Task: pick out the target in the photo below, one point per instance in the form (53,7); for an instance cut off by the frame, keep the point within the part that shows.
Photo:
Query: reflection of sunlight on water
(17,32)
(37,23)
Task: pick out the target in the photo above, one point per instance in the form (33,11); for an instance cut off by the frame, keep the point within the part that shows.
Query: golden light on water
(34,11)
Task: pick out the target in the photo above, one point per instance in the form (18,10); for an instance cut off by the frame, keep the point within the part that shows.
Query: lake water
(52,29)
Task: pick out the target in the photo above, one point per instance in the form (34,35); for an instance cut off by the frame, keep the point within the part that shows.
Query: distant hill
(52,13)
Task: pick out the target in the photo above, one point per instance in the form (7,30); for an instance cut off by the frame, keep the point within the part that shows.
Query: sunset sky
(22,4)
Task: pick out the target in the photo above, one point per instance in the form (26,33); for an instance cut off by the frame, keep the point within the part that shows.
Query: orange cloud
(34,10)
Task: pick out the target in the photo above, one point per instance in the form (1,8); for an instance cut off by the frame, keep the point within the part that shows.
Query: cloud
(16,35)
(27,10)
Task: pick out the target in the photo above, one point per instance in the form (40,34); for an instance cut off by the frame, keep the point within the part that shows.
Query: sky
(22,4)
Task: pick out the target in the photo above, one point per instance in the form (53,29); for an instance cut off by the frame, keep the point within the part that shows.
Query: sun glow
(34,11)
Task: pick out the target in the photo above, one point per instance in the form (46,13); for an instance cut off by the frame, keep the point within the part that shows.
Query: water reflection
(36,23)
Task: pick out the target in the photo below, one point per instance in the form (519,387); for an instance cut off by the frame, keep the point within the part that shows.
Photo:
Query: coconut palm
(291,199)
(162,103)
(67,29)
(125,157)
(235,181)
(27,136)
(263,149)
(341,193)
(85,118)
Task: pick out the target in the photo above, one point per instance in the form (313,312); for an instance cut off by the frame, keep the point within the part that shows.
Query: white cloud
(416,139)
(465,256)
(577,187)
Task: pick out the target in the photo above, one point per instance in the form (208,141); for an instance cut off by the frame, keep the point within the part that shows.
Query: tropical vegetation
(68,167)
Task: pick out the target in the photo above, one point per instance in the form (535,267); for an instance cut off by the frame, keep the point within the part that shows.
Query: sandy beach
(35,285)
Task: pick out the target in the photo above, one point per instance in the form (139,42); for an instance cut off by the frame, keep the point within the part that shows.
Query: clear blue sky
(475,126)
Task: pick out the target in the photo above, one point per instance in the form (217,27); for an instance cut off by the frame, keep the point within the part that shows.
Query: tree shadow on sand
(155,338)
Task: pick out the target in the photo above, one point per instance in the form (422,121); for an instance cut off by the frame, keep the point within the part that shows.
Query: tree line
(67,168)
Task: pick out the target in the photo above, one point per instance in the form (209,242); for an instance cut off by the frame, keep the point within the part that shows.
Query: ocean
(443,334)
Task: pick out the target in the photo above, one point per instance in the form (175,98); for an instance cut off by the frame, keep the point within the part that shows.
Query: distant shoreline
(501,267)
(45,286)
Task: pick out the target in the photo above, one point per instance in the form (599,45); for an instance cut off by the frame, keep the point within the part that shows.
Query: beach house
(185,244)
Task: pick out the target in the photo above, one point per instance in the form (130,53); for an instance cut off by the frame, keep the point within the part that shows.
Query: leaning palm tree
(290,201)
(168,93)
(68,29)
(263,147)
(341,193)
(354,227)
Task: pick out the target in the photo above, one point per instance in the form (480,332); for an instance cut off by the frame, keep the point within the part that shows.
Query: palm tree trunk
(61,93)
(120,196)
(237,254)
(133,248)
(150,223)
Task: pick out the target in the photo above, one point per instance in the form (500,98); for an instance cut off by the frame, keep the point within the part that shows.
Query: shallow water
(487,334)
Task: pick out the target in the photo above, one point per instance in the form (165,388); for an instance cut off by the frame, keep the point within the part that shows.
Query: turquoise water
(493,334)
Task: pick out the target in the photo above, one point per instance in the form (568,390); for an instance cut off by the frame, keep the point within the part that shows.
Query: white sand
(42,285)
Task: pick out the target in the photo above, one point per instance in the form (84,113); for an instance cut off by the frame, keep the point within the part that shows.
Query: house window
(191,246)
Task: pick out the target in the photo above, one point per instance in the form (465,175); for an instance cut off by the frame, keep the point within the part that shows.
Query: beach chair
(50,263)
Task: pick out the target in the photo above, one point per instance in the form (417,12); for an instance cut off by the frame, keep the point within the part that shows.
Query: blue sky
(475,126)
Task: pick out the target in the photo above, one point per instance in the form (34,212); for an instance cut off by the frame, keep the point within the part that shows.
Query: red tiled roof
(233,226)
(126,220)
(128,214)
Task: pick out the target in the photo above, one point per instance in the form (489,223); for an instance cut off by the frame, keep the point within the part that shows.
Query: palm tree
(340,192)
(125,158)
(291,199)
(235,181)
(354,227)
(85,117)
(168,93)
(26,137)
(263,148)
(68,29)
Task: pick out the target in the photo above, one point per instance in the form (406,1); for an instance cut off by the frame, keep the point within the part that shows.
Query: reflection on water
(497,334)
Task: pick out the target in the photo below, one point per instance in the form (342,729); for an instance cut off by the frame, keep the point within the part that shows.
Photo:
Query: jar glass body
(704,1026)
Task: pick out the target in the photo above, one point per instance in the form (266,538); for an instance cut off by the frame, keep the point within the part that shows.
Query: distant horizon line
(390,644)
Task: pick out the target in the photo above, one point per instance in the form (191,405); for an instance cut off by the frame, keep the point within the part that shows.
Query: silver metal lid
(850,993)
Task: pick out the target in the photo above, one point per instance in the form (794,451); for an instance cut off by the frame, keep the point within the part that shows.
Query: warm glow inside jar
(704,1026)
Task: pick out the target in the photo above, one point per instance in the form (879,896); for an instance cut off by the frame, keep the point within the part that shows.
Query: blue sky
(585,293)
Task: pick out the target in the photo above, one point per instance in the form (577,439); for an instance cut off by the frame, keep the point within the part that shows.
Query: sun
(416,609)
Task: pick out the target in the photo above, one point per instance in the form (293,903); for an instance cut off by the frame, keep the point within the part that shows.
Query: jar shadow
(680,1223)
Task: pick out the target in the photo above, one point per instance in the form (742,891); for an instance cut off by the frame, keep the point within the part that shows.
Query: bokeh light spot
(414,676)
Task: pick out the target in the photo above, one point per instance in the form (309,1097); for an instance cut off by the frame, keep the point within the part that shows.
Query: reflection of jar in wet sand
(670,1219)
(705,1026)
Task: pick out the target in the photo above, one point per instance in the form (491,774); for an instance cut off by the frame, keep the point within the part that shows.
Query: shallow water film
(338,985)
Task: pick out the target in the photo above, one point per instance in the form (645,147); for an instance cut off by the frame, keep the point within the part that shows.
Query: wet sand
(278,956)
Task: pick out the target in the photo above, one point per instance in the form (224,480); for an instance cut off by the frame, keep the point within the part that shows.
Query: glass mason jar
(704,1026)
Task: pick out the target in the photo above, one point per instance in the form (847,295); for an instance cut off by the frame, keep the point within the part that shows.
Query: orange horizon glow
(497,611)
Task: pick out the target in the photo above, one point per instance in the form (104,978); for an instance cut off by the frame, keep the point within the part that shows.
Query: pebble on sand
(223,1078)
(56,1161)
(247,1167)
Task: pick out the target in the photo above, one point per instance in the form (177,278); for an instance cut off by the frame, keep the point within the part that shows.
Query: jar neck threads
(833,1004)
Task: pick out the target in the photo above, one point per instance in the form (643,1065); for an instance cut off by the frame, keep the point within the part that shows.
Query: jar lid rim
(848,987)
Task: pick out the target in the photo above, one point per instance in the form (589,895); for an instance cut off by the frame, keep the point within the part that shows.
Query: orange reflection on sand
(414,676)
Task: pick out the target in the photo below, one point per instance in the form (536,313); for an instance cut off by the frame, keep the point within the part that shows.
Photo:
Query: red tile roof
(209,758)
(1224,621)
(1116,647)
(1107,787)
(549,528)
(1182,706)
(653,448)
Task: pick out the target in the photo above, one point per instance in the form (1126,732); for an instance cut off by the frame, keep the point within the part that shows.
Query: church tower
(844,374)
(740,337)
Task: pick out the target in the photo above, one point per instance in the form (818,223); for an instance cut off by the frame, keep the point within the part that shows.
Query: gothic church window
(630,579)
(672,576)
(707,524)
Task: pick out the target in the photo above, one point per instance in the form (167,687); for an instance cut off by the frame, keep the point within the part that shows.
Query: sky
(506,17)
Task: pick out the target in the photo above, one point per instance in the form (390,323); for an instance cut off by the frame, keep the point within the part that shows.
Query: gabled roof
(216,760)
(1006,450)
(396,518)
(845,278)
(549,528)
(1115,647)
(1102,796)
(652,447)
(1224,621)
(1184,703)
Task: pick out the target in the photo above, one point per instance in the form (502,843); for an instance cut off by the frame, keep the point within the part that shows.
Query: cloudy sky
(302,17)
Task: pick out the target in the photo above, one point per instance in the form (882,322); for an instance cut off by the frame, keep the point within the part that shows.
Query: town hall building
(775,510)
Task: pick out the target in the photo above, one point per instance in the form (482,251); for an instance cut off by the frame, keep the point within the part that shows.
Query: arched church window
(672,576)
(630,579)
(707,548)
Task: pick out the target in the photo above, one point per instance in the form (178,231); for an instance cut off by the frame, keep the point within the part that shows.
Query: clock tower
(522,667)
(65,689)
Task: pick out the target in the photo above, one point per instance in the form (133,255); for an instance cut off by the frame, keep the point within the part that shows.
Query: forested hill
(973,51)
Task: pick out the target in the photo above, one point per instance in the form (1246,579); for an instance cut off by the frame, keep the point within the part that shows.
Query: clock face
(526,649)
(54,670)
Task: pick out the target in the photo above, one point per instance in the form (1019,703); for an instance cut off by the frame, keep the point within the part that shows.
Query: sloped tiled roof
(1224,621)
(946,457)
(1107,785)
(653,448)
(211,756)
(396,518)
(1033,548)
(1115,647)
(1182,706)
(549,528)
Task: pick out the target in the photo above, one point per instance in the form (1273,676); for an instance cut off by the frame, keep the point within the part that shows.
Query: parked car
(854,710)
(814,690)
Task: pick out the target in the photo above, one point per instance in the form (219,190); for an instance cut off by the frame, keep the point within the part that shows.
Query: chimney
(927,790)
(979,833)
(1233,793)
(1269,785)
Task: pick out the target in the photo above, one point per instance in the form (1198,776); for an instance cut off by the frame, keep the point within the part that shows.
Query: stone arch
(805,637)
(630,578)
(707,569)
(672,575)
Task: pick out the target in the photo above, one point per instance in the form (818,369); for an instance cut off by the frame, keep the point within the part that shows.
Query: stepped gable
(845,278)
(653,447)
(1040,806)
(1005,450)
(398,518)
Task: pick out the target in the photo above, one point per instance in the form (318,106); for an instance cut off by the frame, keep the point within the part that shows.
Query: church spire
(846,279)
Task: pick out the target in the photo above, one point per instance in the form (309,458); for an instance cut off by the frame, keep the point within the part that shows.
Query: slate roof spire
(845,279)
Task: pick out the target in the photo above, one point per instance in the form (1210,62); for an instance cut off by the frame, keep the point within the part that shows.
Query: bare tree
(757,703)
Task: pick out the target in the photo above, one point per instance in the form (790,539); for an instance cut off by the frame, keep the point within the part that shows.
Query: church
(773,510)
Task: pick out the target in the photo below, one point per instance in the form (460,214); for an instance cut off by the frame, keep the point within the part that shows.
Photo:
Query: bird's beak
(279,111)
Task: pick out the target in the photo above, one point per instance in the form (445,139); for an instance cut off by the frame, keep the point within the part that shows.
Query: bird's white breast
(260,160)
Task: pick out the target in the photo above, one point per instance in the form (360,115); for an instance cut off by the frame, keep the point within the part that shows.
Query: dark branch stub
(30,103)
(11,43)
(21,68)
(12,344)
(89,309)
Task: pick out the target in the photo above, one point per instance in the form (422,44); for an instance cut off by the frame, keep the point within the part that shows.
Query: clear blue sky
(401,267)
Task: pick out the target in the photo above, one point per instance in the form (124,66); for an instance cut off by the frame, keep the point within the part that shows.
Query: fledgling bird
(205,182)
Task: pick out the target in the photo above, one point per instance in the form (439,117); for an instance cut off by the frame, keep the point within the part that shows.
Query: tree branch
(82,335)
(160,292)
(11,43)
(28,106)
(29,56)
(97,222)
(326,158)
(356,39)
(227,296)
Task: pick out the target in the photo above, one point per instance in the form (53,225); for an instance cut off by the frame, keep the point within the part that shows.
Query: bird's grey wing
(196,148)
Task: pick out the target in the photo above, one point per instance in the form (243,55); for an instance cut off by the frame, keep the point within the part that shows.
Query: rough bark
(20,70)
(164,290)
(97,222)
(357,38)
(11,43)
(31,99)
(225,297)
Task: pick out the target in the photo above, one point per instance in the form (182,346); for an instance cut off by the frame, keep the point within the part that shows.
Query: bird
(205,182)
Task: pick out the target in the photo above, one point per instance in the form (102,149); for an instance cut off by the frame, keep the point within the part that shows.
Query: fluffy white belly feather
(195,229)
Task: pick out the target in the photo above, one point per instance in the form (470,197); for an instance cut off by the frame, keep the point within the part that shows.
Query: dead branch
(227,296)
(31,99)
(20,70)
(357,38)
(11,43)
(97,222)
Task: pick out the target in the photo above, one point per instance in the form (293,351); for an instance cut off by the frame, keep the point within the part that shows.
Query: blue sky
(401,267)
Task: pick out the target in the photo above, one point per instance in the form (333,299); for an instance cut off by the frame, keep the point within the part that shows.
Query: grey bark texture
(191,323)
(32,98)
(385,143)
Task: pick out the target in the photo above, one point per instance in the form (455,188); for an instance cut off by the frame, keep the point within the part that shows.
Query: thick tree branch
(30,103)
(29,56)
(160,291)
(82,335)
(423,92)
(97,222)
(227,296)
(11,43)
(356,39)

====

Brief
Set out exactly the run of lines that begins at the line holding "the form (293,351);" and ends at the last line of the data.

Exercise result
Task: pick out the target in the photo above, one point per instance in the form (293,351); for an instance cut off by the frame, keep the point within the part that shows.
Query: blue sky
(401,267)
Task: pick out the target in the photo above, one point per instance in the form (333,299); for an instance cut off by the frame, keep the point within the part that shows.
Query: grey bark texture
(191,323)
(32,98)
(385,143)
Task: pick out the target in the photo above, one point per instance in the form (455,188); for an instance cut off by the frame, keep the point within the part that shows.
Query: thick tree branch
(30,103)
(29,56)
(160,291)
(82,335)
(423,92)
(97,222)
(227,296)
(11,43)
(356,39)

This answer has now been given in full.